*Exercise aim:*
Reproduce the data below, starting with the line containing "mark: the zipper" and continuing through the end of the data, with "jacket" swapped for "coat" and every other character unchanged.

Stored dataset items

▼

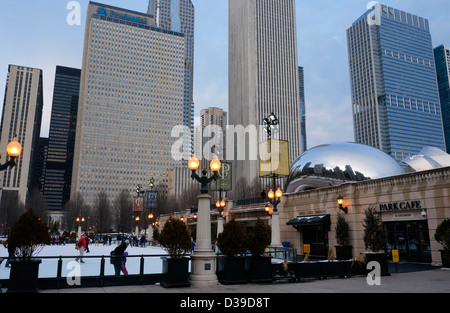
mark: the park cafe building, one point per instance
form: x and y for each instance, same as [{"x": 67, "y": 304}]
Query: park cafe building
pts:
[{"x": 411, "y": 206}]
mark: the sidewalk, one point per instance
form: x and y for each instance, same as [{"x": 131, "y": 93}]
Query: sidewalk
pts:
[{"x": 406, "y": 280}]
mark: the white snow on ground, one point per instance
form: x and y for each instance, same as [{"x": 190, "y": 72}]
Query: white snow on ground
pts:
[{"x": 91, "y": 267}]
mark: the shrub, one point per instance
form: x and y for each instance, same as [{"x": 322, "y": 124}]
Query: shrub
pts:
[
  {"x": 232, "y": 240},
  {"x": 28, "y": 235},
  {"x": 259, "y": 238},
  {"x": 175, "y": 238}
]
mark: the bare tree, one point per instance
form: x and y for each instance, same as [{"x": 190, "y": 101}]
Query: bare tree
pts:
[{"x": 10, "y": 210}]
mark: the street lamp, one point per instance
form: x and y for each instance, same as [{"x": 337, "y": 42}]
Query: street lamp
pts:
[
  {"x": 13, "y": 149},
  {"x": 203, "y": 258},
  {"x": 271, "y": 123},
  {"x": 340, "y": 201}
]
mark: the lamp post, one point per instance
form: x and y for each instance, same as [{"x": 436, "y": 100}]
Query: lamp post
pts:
[
  {"x": 13, "y": 149},
  {"x": 79, "y": 220},
  {"x": 203, "y": 258},
  {"x": 271, "y": 123}
]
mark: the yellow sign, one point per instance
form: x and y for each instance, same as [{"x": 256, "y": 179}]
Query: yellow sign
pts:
[
  {"x": 274, "y": 157},
  {"x": 395, "y": 257},
  {"x": 306, "y": 248}
]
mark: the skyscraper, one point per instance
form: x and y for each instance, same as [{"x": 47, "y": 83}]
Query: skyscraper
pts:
[
  {"x": 214, "y": 127},
  {"x": 61, "y": 141},
  {"x": 301, "y": 86},
  {"x": 131, "y": 97},
  {"x": 179, "y": 16},
  {"x": 442, "y": 58},
  {"x": 263, "y": 75},
  {"x": 21, "y": 118},
  {"x": 393, "y": 82}
]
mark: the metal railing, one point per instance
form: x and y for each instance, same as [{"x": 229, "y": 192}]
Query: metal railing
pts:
[{"x": 57, "y": 272}]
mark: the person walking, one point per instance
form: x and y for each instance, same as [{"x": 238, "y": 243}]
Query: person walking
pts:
[
  {"x": 117, "y": 255},
  {"x": 81, "y": 247},
  {"x": 124, "y": 261}
]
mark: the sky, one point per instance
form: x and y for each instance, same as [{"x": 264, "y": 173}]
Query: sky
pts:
[{"x": 35, "y": 33}]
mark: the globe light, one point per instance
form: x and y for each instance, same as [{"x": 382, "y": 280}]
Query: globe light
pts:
[
  {"x": 193, "y": 163},
  {"x": 215, "y": 165},
  {"x": 14, "y": 148},
  {"x": 278, "y": 193}
]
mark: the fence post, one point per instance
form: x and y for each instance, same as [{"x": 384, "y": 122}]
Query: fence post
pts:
[
  {"x": 59, "y": 272},
  {"x": 102, "y": 270},
  {"x": 141, "y": 270}
]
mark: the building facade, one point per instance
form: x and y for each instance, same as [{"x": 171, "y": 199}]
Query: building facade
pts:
[
  {"x": 213, "y": 137},
  {"x": 21, "y": 118},
  {"x": 442, "y": 58},
  {"x": 301, "y": 90},
  {"x": 179, "y": 16},
  {"x": 263, "y": 78},
  {"x": 131, "y": 97},
  {"x": 61, "y": 141},
  {"x": 393, "y": 82},
  {"x": 411, "y": 206}
]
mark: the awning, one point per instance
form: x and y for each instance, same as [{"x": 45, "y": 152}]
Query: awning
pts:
[{"x": 312, "y": 220}]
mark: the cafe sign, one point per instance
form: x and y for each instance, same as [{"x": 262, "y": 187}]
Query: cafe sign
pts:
[{"x": 400, "y": 206}]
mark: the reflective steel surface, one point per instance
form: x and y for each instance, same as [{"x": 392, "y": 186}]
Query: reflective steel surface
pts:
[{"x": 333, "y": 164}]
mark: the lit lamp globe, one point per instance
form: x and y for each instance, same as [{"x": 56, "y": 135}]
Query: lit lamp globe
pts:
[
  {"x": 215, "y": 165},
  {"x": 278, "y": 193},
  {"x": 193, "y": 163},
  {"x": 14, "y": 148}
]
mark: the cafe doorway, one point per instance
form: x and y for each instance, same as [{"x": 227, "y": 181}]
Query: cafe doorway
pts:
[{"x": 411, "y": 239}]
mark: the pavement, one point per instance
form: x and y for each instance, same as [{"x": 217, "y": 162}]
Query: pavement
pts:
[{"x": 406, "y": 278}]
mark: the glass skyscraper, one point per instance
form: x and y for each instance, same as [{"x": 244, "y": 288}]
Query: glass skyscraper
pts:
[
  {"x": 393, "y": 82},
  {"x": 442, "y": 57},
  {"x": 61, "y": 141}
]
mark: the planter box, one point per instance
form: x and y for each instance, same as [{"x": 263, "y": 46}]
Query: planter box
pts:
[
  {"x": 335, "y": 268},
  {"x": 380, "y": 258},
  {"x": 260, "y": 269},
  {"x": 23, "y": 277},
  {"x": 231, "y": 270},
  {"x": 445, "y": 257},
  {"x": 344, "y": 252},
  {"x": 308, "y": 270},
  {"x": 175, "y": 272},
  {"x": 356, "y": 268}
]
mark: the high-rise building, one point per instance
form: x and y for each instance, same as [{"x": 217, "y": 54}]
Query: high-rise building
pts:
[
  {"x": 442, "y": 59},
  {"x": 21, "y": 118},
  {"x": 393, "y": 82},
  {"x": 131, "y": 97},
  {"x": 213, "y": 138},
  {"x": 61, "y": 141},
  {"x": 301, "y": 90},
  {"x": 263, "y": 76},
  {"x": 179, "y": 16}
]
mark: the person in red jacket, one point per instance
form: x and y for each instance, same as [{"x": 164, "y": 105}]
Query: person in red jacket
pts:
[{"x": 82, "y": 246}]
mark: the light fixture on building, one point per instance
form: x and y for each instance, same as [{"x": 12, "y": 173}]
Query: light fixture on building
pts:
[
  {"x": 340, "y": 201},
  {"x": 13, "y": 149}
]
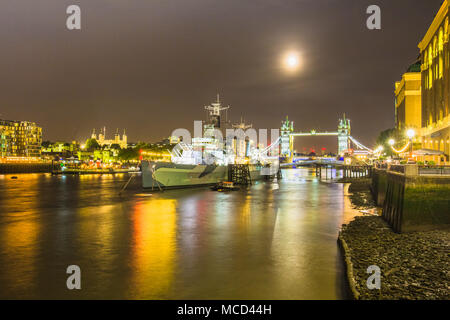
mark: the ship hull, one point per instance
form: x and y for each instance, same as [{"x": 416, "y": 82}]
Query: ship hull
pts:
[{"x": 165, "y": 175}]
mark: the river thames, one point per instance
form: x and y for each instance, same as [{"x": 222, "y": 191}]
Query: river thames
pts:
[{"x": 274, "y": 240}]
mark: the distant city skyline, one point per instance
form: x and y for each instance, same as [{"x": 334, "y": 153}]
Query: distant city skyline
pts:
[{"x": 151, "y": 67}]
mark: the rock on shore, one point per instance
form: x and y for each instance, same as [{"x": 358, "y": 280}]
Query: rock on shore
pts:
[{"x": 413, "y": 265}]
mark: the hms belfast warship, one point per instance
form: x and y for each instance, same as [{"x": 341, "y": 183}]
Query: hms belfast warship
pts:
[{"x": 206, "y": 160}]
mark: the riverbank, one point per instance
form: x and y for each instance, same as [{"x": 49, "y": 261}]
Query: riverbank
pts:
[{"x": 413, "y": 265}]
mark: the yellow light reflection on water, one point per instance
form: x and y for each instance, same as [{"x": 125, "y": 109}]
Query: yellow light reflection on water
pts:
[
  {"x": 154, "y": 248},
  {"x": 19, "y": 240}
]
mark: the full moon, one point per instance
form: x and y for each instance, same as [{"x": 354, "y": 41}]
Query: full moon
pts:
[{"x": 291, "y": 61}]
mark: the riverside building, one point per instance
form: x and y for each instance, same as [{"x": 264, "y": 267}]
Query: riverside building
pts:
[
  {"x": 434, "y": 53},
  {"x": 102, "y": 141},
  {"x": 422, "y": 96},
  {"x": 20, "y": 140},
  {"x": 408, "y": 99}
]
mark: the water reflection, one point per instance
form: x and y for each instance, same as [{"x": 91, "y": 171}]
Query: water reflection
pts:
[
  {"x": 153, "y": 249},
  {"x": 270, "y": 241}
]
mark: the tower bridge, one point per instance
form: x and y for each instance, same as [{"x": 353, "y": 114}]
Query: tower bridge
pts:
[{"x": 343, "y": 133}]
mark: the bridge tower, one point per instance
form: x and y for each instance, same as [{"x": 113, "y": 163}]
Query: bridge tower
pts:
[
  {"x": 287, "y": 141},
  {"x": 343, "y": 136}
]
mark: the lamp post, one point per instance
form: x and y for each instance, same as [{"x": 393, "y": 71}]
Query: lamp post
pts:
[{"x": 410, "y": 133}]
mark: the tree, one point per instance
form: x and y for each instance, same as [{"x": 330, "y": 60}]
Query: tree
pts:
[
  {"x": 386, "y": 135},
  {"x": 92, "y": 144}
]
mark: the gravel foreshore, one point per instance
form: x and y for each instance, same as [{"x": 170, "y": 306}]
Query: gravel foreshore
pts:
[{"x": 413, "y": 265}]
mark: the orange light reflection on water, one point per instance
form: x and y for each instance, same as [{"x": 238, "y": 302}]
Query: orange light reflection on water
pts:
[{"x": 154, "y": 249}]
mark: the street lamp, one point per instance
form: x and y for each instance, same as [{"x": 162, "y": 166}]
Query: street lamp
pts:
[{"x": 410, "y": 133}]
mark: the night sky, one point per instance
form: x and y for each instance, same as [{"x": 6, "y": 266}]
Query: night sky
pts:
[{"x": 151, "y": 66}]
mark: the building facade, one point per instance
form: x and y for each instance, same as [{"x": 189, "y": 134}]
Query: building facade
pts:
[
  {"x": 434, "y": 52},
  {"x": 102, "y": 141},
  {"x": 408, "y": 99},
  {"x": 20, "y": 139}
]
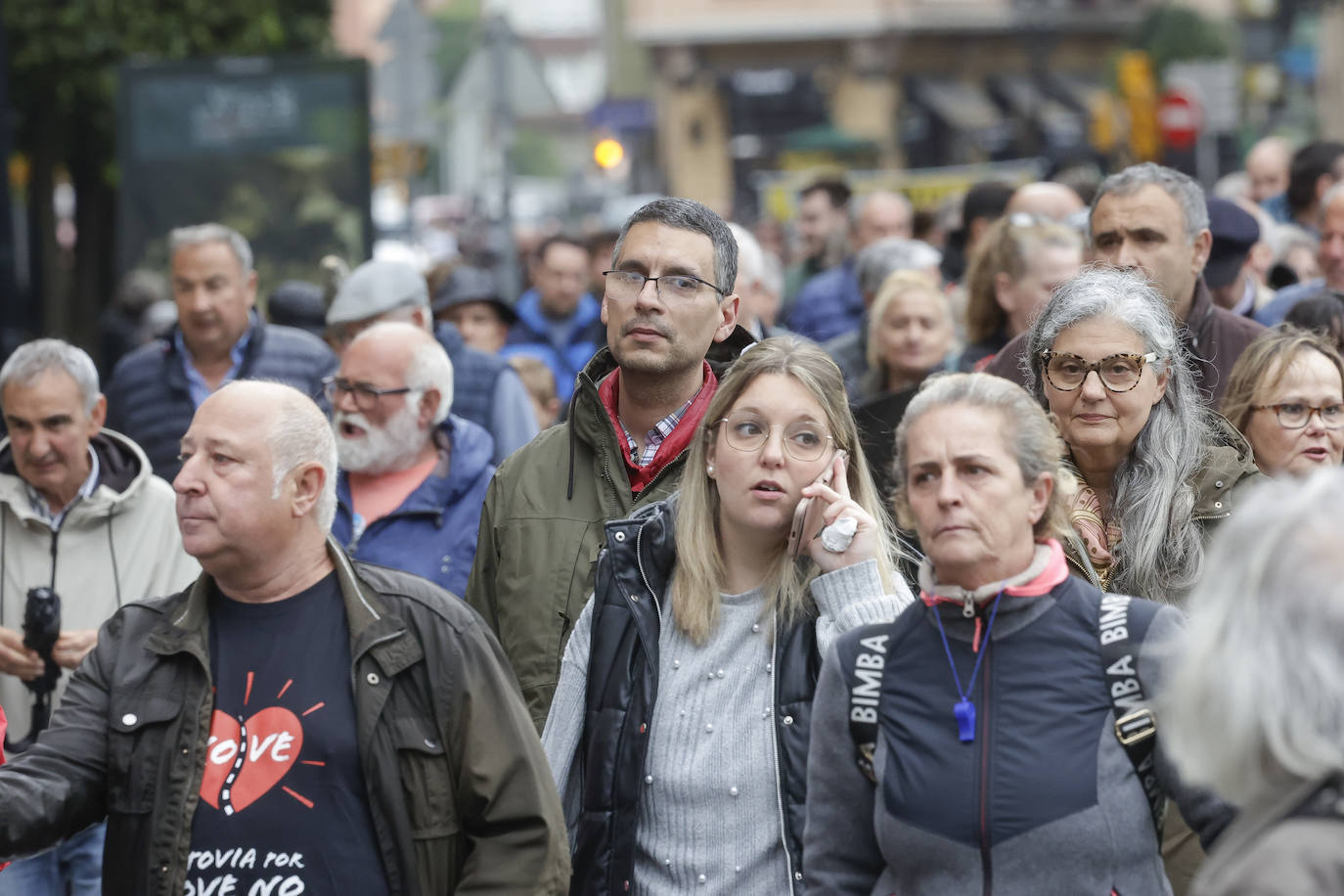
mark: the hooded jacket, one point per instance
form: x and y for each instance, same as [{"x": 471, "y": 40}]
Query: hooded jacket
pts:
[
  {"x": 1221, "y": 484},
  {"x": 119, "y": 544},
  {"x": 542, "y": 527},
  {"x": 433, "y": 532}
]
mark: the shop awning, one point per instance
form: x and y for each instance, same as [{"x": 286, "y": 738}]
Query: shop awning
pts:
[
  {"x": 965, "y": 108},
  {"x": 1062, "y": 126}
]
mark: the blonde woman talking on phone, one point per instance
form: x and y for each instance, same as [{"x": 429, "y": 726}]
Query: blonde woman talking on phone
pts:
[{"x": 680, "y": 722}]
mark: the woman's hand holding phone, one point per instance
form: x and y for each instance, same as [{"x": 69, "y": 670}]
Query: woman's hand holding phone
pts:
[{"x": 829, "y": 499}]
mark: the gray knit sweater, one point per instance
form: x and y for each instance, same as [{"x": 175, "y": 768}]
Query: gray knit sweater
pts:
[{"x": 708, "y": 816}]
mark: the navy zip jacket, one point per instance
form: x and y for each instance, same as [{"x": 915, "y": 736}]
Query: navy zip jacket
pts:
[
  {"x": 531, "y": 335},
  {"x": 1043, "y": 801},
  {"x": 433, "y": 532}
]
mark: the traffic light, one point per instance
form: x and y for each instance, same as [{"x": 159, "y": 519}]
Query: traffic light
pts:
[{"x": 607, "y": 154}]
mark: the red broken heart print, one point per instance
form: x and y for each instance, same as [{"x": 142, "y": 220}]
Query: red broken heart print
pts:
[{"x": 274, "y": 738}]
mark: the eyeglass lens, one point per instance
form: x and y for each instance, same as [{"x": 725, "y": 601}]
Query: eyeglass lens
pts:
[
  {"x": 802, "y": 439},
  {"x": 622, "y": 284},
  {"x": 1296, "y": 416},
  {"x": 1118, "y": 373}
]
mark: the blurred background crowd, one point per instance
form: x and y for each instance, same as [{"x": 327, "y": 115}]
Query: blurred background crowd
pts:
[{"x": 467, "y": 132}]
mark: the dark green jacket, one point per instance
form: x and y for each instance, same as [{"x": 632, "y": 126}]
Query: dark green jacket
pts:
[
  {"x": 459, "y": 788},
  {"x": 1221, "y": 484},
  {"x": 542, "y": 527}
]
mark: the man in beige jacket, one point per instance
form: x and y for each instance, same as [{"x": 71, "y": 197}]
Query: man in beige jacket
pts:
[{"x": 83, "y": 515}]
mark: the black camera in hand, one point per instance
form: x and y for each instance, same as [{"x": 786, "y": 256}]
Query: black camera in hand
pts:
[{"x": 40, "y": 629}]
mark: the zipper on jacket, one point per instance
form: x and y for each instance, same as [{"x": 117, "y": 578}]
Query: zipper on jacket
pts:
[
  {"x": 775, "y": 743},
  {"x": 639, "y": 561},
  {"x": 985, "y": 859},
  {"x": 56, "y": 533}
]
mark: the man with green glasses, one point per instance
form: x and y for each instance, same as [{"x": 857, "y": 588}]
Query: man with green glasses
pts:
[{"x": 671, "y": 323}]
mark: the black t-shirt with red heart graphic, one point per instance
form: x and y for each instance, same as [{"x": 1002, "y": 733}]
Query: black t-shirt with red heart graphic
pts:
[{"x": 283, "y": 802}]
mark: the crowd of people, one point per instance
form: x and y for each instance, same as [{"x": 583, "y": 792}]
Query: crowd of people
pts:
[{"x": 909, "y": 563}]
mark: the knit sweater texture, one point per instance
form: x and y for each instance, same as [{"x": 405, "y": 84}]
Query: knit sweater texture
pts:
[{"x": 708, "y": 814}]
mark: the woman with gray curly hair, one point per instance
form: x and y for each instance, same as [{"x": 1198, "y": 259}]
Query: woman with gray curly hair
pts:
[
  {"x": 1154, "y": 467},
  {"x": 1256, "y": 698},
  {"x": 987, "y": 740}
]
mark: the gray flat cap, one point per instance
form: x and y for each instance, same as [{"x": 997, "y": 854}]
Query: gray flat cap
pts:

▲

*Exercise output:*
mark: the zipper on coat, one point per instance
form: x and y for each instance, same as [{"x": 117, "y": 578}]
Query: zipper on coat
pts:
[
  {"x": 775, "y": 743},
  {"x": 639, "y": 561},
  {"x": 985, "y": 859},
  {"x": 56, "y": 533}
]
mark: the man with green glasses, one point per instance
form: x and y for each instance, same as [{"x": 857, "y": 588}]
Query: man with green glasses
pts:
[{"x": 671, "y": 323}]
mark: the black t-shirt with red heart graphic, one point per instance
form: x and y for each instance, same as [{"x": 1002, "y": 733}]
Query: black t-shirt with red heart graphic
pts:
[{"x": 283, "y": 802}]
mark: the crowd of people, one point per instance
form: x and y for each instance, same as [{"x": 583, "y": 792}]
Query: crowd of people
pts:
[{"x": 909, "y": 563}]
mark: the knit sweater texture, one point per instance
form: x and y for each instance, same as [{"x": 405, "y": 84}]
Query: knit sweater texture
pts:
[{"x": 708, "y": 814}]
mark: the woman with gray curly hair, one point per instance
form: x and y for each instance, same as [{"x": 1198, "y": 259}]
Query: woman with gray curly hair
pts:
[
  {"x": 1154, "y": 467},
  {"x": 1256, "y": 698},
  {"x": 987, "y": 740}
]
mark: the gray flat cap, one point per instance
form: x and y for each instance, same as [{"x": 997, "y": 854}]
Query: gray flat cap
pts:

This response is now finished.